Give the lines from the one containing "# Trace the outline of every instance of the sea." through the end of the records as a JSON list of strings, one string per line, with blank lines left out.

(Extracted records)
- - -

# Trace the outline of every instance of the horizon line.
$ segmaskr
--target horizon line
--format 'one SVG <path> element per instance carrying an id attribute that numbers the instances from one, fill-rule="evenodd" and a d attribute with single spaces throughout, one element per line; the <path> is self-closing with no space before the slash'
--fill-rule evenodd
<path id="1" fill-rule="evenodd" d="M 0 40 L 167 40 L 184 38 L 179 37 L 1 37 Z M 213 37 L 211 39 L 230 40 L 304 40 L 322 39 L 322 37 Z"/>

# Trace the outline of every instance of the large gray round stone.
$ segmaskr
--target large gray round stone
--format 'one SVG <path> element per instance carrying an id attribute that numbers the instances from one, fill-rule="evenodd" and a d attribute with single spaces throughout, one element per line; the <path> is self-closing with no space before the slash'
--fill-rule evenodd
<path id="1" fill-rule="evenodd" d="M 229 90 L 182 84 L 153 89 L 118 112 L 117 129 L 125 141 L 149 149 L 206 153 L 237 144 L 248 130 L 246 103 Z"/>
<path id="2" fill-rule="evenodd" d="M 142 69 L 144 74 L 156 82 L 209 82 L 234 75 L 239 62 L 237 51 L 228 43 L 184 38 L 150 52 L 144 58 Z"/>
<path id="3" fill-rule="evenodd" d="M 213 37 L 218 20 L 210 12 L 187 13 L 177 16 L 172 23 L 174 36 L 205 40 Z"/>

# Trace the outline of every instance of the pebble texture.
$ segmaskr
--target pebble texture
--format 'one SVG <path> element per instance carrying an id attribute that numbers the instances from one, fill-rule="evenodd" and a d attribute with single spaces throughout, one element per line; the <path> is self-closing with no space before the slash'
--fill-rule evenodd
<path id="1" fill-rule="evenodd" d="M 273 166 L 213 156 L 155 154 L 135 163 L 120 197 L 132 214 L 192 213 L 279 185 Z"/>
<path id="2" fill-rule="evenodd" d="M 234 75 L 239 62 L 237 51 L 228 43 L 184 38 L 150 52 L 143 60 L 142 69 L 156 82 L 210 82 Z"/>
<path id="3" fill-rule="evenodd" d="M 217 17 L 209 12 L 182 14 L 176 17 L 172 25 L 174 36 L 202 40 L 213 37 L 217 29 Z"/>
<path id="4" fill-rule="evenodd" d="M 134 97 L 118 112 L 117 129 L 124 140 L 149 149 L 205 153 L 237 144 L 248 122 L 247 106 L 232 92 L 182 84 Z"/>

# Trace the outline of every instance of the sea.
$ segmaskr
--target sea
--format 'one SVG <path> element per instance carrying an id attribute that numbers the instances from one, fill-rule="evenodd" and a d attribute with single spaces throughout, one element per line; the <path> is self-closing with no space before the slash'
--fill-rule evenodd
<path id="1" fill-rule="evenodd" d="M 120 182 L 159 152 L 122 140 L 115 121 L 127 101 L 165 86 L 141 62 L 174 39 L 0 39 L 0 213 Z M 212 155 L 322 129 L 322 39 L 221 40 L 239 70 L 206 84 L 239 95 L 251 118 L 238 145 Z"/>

- - -

▸ Answer to the exercise
[
  "# Trace the outline of every instance of the sea.",
  "$ segmaskr",
  "--target sea",
  "--format 'one SVG <path> element per instance carrying an id attribute that numbers the instances from one, fill-rule=\"evenodd\" and a d attribute with single spaces throughout, one element per line; the <path> is self-closing with no space before the slash'",
  "--fill-rule evenodd",
  "<path id=\"1\" fill-rule=\"evenodd\" d=\"M 120 182 L 159 152 L 122 140 L 115 121 L 127 101 L 165 86 L 141 62 L 174 39 L 0 39 L 0 213 Z M 212 155 L 322 129 L 322 39 L 221 40 L 239 70 L 206 84 L 239 95 L 251 118 L 238 145 Z\"/>"
]